3.12.The learned ASG submitted that insofar as the twin conditions under
Section 45 of the PMLA, both the conditions have not been satisfied by the
petitioner. The learned ASG submitted that the words used under Section 45 of the
PMLA are “reasonable grounds for believing” which means the Court has to see only
if there is a genuine case against the accused and the prosecution is not required to
prove the charge beyond reasonable doubts at the stage of considering the bail
petition.
3.13.The learned ASG further submitted that the so called discrepancies that
were pointed out by the learned Senior Counsel with respect to CF-29/20, CF-27/21
and CF-116 are totally misconceived and there is no such discrepancy as has been
attempted to be projected by the petitioner. Insofar CF-116 is concerned, it does not
pertain to the HP hard disk drive seized from the house of the petitioner. It actually
pertains to the Seagate hard disk which was seized from the MTC, Pallavan Salai.
----------
EXERCISE TASK 1: Render the rows as a JSON list of strings, one string per line and no blank lines, taking only the part that opens with the line containing "branch that appears in the image above." and runs through the end of the rows.

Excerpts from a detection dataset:
----------
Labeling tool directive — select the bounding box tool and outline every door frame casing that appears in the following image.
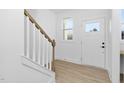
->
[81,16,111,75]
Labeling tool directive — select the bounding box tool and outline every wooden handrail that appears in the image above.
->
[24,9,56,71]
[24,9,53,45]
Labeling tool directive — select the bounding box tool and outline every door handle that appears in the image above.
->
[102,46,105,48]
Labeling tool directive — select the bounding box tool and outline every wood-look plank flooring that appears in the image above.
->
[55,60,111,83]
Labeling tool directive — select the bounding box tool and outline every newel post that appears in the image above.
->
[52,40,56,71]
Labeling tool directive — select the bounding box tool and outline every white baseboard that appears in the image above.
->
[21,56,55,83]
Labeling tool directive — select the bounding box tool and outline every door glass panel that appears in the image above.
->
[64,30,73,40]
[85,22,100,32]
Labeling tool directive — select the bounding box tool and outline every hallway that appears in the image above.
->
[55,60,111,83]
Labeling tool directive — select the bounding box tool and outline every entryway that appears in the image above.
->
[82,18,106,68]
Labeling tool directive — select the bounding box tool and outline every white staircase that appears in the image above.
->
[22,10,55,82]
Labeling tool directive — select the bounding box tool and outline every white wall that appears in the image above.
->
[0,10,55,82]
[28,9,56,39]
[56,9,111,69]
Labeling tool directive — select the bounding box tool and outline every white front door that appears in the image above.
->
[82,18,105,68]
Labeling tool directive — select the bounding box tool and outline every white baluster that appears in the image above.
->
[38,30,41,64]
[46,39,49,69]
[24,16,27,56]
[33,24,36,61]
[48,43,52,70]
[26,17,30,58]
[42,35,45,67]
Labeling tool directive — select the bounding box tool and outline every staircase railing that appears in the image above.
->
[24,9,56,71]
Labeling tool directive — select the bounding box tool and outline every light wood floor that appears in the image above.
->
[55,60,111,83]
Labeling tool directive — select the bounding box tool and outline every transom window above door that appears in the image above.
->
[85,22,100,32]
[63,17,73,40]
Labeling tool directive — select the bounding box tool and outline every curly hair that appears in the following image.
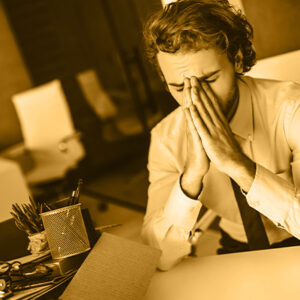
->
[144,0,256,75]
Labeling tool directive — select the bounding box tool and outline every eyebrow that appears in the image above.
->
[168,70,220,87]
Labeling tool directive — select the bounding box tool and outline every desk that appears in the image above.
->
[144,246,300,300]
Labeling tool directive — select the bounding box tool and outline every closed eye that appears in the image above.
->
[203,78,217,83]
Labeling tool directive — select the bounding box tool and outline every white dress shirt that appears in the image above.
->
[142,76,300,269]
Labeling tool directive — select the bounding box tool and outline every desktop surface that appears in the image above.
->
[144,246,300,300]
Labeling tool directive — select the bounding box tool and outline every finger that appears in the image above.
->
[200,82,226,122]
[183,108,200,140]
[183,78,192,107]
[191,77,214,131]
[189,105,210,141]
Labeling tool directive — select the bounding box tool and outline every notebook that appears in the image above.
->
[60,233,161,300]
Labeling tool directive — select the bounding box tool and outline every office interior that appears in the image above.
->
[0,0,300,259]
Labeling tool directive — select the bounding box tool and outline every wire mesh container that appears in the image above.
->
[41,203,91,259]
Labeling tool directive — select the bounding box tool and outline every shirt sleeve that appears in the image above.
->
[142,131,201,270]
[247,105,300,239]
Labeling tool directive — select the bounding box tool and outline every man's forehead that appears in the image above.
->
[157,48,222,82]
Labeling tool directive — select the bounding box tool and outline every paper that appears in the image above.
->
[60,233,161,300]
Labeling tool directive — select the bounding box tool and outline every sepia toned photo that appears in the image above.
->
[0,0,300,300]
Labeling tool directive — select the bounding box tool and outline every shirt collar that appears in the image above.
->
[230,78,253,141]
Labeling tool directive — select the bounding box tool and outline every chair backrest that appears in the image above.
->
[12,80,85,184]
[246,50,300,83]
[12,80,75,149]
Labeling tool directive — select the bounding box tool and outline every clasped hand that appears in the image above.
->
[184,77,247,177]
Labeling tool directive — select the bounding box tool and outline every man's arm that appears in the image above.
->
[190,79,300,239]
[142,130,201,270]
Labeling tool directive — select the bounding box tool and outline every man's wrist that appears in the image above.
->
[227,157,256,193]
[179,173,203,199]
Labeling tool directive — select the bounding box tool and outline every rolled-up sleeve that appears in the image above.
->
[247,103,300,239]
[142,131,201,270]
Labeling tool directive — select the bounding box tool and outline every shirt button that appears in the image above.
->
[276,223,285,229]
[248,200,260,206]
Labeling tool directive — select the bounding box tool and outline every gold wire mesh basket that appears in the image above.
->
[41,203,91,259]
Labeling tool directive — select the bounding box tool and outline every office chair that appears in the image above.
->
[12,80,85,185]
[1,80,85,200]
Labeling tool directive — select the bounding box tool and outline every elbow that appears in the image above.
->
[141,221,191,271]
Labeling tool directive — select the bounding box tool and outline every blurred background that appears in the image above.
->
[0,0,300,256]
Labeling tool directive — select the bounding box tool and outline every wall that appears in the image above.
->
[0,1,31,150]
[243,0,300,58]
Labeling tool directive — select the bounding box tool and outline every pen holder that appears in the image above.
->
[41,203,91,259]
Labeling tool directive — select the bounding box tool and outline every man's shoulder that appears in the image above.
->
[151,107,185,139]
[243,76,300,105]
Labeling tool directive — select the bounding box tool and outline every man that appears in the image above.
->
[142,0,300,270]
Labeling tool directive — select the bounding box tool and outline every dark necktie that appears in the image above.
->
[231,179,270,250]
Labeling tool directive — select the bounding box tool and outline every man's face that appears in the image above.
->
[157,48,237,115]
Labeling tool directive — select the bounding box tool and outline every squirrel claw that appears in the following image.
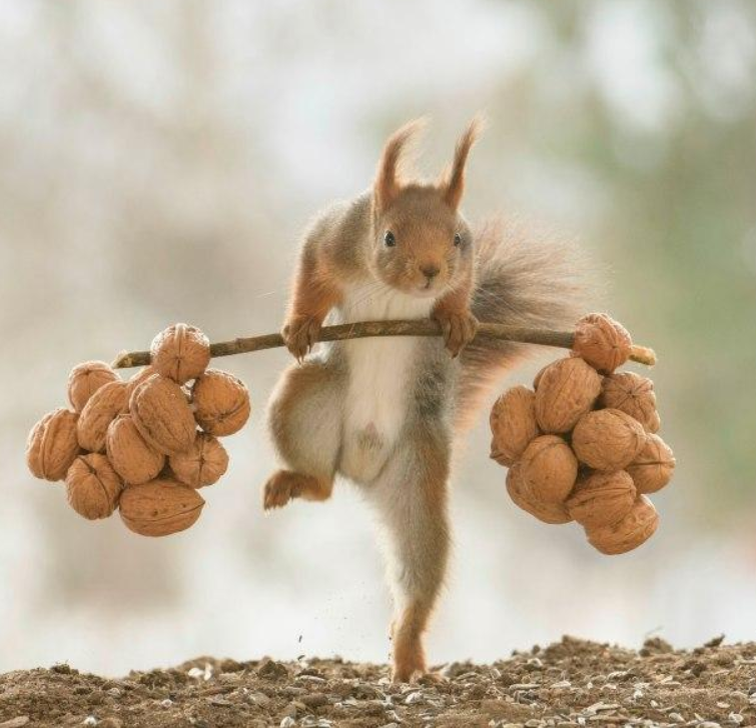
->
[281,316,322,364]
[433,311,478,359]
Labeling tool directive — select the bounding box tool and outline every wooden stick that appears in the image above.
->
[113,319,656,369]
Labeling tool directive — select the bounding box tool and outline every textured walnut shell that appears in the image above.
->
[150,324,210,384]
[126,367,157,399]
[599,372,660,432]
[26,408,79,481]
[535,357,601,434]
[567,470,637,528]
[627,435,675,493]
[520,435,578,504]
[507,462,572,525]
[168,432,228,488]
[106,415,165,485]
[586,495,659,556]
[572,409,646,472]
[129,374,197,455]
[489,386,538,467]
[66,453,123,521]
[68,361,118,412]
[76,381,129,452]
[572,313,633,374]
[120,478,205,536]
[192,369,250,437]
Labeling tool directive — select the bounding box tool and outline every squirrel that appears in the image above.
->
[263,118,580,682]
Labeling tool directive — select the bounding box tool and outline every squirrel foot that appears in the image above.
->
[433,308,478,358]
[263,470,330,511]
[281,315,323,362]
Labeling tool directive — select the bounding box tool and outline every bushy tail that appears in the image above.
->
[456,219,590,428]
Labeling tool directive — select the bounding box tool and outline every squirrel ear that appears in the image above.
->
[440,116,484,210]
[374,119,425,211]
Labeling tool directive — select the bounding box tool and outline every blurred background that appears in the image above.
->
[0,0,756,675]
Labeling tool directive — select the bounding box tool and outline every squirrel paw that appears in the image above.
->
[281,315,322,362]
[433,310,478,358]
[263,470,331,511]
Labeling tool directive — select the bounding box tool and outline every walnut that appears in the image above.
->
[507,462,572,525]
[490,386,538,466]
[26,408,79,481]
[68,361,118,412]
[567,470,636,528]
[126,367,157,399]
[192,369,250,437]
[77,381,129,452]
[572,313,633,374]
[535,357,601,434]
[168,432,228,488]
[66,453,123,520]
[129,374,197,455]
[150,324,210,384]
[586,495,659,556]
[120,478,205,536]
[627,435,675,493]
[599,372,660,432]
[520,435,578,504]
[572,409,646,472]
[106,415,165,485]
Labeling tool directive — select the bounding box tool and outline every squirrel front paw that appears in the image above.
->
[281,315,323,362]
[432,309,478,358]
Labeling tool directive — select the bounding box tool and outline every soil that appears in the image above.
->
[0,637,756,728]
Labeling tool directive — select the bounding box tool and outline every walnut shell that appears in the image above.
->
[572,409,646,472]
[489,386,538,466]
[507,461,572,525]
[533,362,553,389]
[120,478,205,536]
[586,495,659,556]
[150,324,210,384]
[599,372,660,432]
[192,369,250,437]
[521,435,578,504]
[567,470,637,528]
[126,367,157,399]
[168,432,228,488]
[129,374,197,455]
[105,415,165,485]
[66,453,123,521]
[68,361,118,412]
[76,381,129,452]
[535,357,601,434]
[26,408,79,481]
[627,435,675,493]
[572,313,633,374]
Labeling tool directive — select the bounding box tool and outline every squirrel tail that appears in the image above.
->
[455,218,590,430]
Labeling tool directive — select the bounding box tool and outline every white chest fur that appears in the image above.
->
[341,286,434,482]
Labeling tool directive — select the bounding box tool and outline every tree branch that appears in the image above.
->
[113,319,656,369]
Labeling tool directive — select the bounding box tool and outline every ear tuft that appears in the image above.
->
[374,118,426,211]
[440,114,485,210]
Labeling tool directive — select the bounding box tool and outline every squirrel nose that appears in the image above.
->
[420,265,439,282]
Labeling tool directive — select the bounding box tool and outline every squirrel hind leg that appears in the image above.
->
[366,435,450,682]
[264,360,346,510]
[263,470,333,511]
----------
EXERCISE TASK 2: From the bail submissions text, reproduce the part that opens with the words "3.13.The learned ASG" and closes with "MTC, Pallavan Salai.", renaming "Seagate" to "Western Digital".

EXERCISE RESPONSE 1:
[
  "Labeling tool directive — select the bounding box tool and outline every tree branch that appears in the image above.",
  "->",
  "[113,319,656,369]",
  "Labeling tool directive — select the bounding box tool and outline every ear tuft that appears in the image above.",
  "->",
  "[374,118,426,211]",
  "[440,114,485,210]",
  "Labeling tool directive — select the bounding box tool and outline every squirrel nose that appears in the image above.",
  "->",
  "[420,265,439,282]",
  "Labeling tool directive — select the bounding box tool and outline every squirrel hind leg that appears in the image above.",
  "->",
  "[366,435,450,682]",
  "[264,360,346,510]",
  "[263,470,333,511]"
]

EXERCISE RESPONSE 2:
3.13.The learned ASG further submitted that the so called discrepancies that
were pointed out by the learned Senior Counsel with respect to CF-29/20, CF-27/21
and CF-116 are totally misconceived and there is no such discrepancy as has been
attempted to be projected by the petitioner. Insofar CF-116 is concerned, it does not
pertain to the HP hard disk drive seized from the house of the petitioner. It actually
pertains to the Western Digital hard disk which was seized from the MTC, Pallavan Salai.